Re: Di surat kabar KOMPAS, pakar sosiologi Prof. DR.

1999-04-18 Terurut Topik Blucer Rajagukguk

FNU Brawijaya wrote:

 Wah, susah urusan sama yg pesimistis giniheheya enak mimpin, kaya,
 dan disayang orang dong.
FNA: lebih enak lagi punya anak yang baik, tidak sombong lagipula
pintar, seperti si boy. Memang enak ngobrol sama pemimpi yang pengennya
ideal terus :)

  FNU:
 Wah, sudah mau masuk liang kubur masak gitu. Yang proporsional ah.
 Kalau mau ngabur, sekarang dia bisa ngabur. Nggak perlu ke Inggris,
 ke negara Amerika Latin banyak yang senang menerima rangkayo
 seperti ini. So, argumen Bung Blucer kok serasa tidak masuk ke saya yah
 Bener lho, menurut saya kalau mereka mau ngabur nobody can't stop them.
FNA: Lho, siapa yang nyuruh kabur? Justru di Indonesia masih lebih enak,
wong dimana-mana enggak dikasih visa, mau kabur kemana. Paling-paling
kerumahnya Nelson Mandela. Dengan tetap tinggalnya pak harto dicendana,
pengadilan yang tersendat-sendat, bukti telepon habibie-ghalib, keluarga
masih bergerak dinamis, ini tanda-tanda yang menunjukkan bahwa Pak Harto
itu tidak kualat dan masih menjadi penguasa sebenarnya pemerintah
sekarang.

- ISI DAFTAR -
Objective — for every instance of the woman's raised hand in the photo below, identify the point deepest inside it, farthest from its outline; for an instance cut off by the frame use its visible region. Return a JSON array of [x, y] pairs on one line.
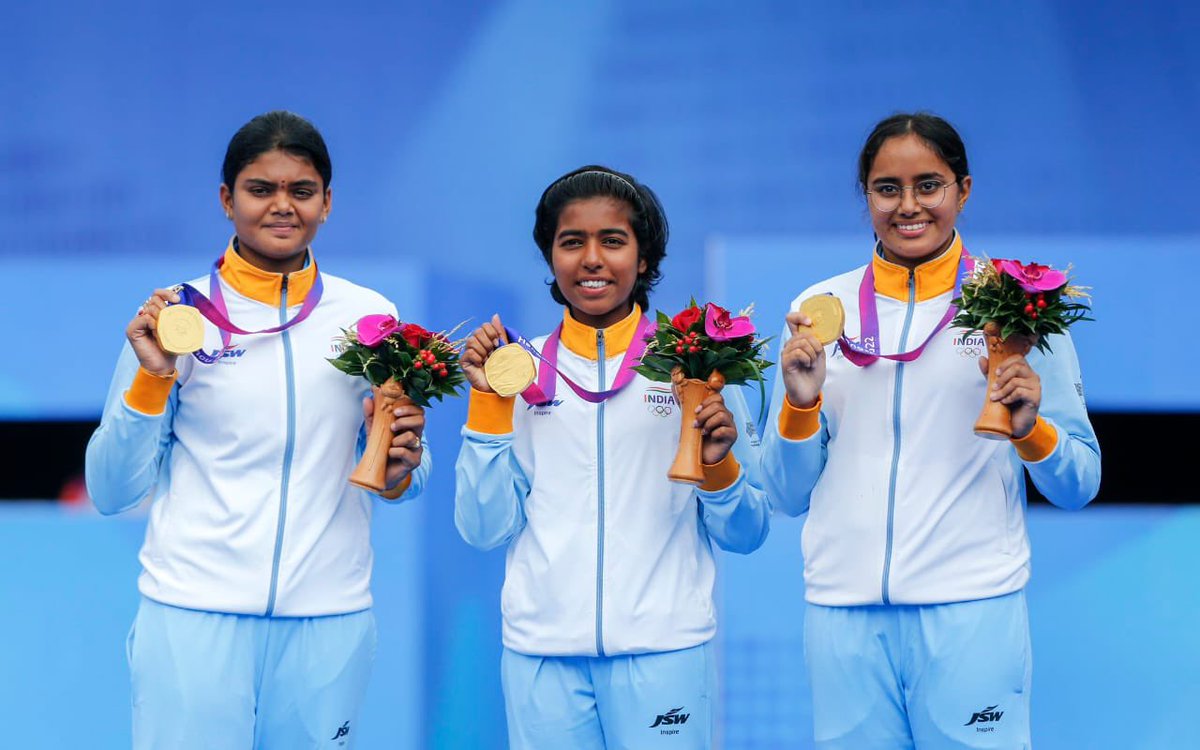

- TUJUAN 1 -
Tuliskan ulang sebagian diskusi tentang Pak Harto secara persis, dimulai dari kata-kata yang memuat "Re: Di surat" dan berakhir setelah "Yang proporsional ah.".
- TUJUAN 2 -
Teruskan diskusi tentang Pak Harto, dimulai sesudah kalimat terakhir yang tercantum.
Daftar tersebut merupakan bahan tersendiri yang terpisah dari diskusi tentang Pak Harto.

- JAWABAN BENAR 1 -
Re: Di surat kabar KOMPAS, pakar sosiologi Prof. DR.

1999-04-18 Terurut Topik Blucer Rajagukguk

FNU Brawijaya wrote:

 Wah, susah urusan sama yg pesimistis giniheheya enak mimpin, kaya,
 dan disayang orang dong.
FNA: lebih enak lagi punya anak yang baik, tidak sombong lagipula
pintar, seperti si boy. Memang enak ngobrol sama pemimpi yang pengennya
ideal terus :)

  FNU:
 Wah, sudah mau masuk liang kubur masak gitu. Yang proporsional ah.

- JAWABAN BENAR 2 -
  FNU:
 Weleh...kepriben ini oom. Latar belakang argumennya bagaimana ini? Hopo
 iya 80 juta orang waswas ndak makan? Mosok iya Pak Harto nggak was-was
 keluar rumah. Kalau menurut akal saya (ndak tahu sehat atau tidak) Suharto
 akan sangat was-was untuk keluar rumah. Kita ndak bicara bayar-membayar
 rasa was-was kan?
FNA: 80 juta orang ini potensial terpuruk pendapatannya dan digolongkan
sebagai 'orang miskin' yang saya ekstrimkan istilahnya sebagai
orang-orang yang was-was tidak bisa memenuhi makannya dengan memadai.
Tanpa menuduh akal mas Jaya sehat atau tidak, saya berani jamin tidak
ada secuil hatipun buat Pak Harto untuk was-was keluar rumah.
Sekali lagi yang was-was keluar rumah sekarang ini di Indonesia cuma
penduduk ambon dan sambas.

   FNU
 Coba disebutkan elemen keenam dan ketujuhnya itu.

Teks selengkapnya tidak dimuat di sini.